TAREFAS A REALIZAR:
(A) Enumere os tipos de crise que, segundo o entrevistado no texto sobre a crise de 2008, a crise de crédito desencadeou.
(B) Reescreva de forma mais breve o parágrafo do texto sobre a crise de 2008 que começa com "Micklethwait – A crise de crédito demonstrou", mantendo seus fatos principais.

SEGMENTO DO DOCUMENTO:
Interessantes colocações, mas o entrevistado exagera ao dizer que a crise de 2008 definiu o capitalismo e até o século 21. As pessoas sempre tendem a magnificar o que vivem. Essa crise vai passar, e o século 21 vai ver coisas piores, e melhores, claro.
No plano conceitual, a crise falhou, até agora, em esclarecer as duas grandes tendências de nossa época, o keynesianismo estatizante e o liberalismo clássico. Todo mundo parece keynesiano até aqui, mas as sociedades vão pagar um alto preço por essa mania de querer almoço grátis.
Vamos precisar de um pouco mais de desastres keynesianos para que as futuras gerações aprendam que não existe almoço grátis...
Paulo Roberto de Almeida
John Micklethwait: "A crise vai definir o destino do século"
Rodrigo Turrer
Epoca, 13/08/2011
Nem o 11 de setembro, nem a guerra ao terror, nem a ascensão dos movimentos conservadores. Para o jornalista, historiador e editor-chefe da revista britânica The Economist, John Micklethwait, é a sucessão de crises econômicas que vai definir o século XXI. “A crise de crédito endureceu o debate sobre o futuro do capitalismo”, afirma Micklethwait. “A grande discussão agora é se queremos um Estado maior ou um Estado melhor.” Nesta entrevista a ÉPOCA, ele critica a forma como os Estados Unidos estão tratando seus problemas econômicos e diz que a falta de entendimento entre democratas e republicanos só tende a aumentar, principalmente com o fortalecimento do Tea Party. “São como duas placas tectônicas ideológicas: se movem em direções opostas e causam abalos.”
ENTREVISTA - JOHN MICKLETHWAIT
QUEM É
Historiador e editor-chefe da revista britânica The Economist
O QUE FEZ
Ex-diretor da sucursal de Nova York, assumiu a The Economist em 2006. A revista tem circulação de 1,4 milhão de exemplares
O QUE PUBLICOU
Cinco livros, entre eles The right nation (A nação direita) , sobre o conservadorismo americano, e God is back (Deus está de volta) , sobre grupos religiosos no mundo
ÉPOCA – Qual é o efeito da crise econômica dos últimos anos para o mundo?
John Micklethwait – A recente crise de crédito (de 2008) é o fato mais decisivo de nossos tempos. Ela vai definir o destino do século. Foi mais importante para o futuro do que o 11 de setembro, a guerra ao terror, o crescimento da direita ou qualquer outro evento social e político. Desencadeou uma série de crises que se retroalimentam: uma crise financeira, uma crise econômica, uma crise política e uma crise ideológica. É uma decorrência de outro grande evento dos últimos 25 anos: a globalização. A abertura permanente de mercados levou os países emergentes a dar um grande salto adiante.
ÉPOCA – Qual é exatamente a relação com a globalização?
Micklethwait – A crise de crédito demonstrou a fragilidade das economias dos países desenvolvidos. Teria sido diferente se não houvesse uma invasão das reservas dos emergentes nos mercados. Reservas geradas por duas décadas em que os países emergentes cresceram, não apenas no PIB. Esses países respondem por metade do consumo mundial de energia; aumentaram sua participação nas exportações de 20% para 43% e têm 75% dos celulares.

SEGMENTO DE DADOS:
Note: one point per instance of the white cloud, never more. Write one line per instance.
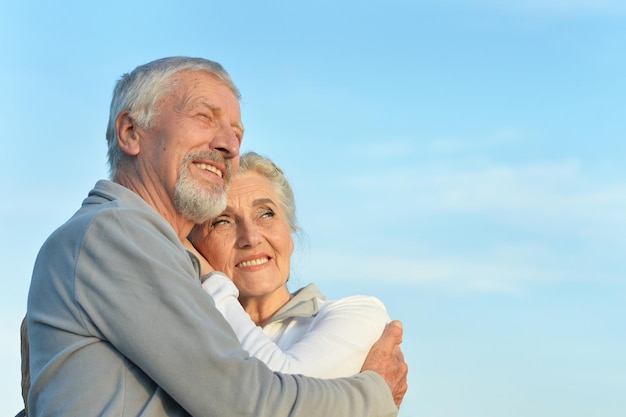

RESPOSTAS DO EXERCÍCIO:
(A) Crise financeira, crise econômica, crise política e crise ideológica.

(B) A crise de crédito revelou a fragilidade das economias desenvolvidas e teria sido diferente sem a entrada das reservas dos países emergentes nos mercados. Essas reservas vieram de duas décadas de crescimento desses países, que não se limitou ao PIB. Hoje eles respondem por metade do consumo mundial de energia, elevaram sua participação nas exportações de 20% para 43% e têm 75% dos celulares.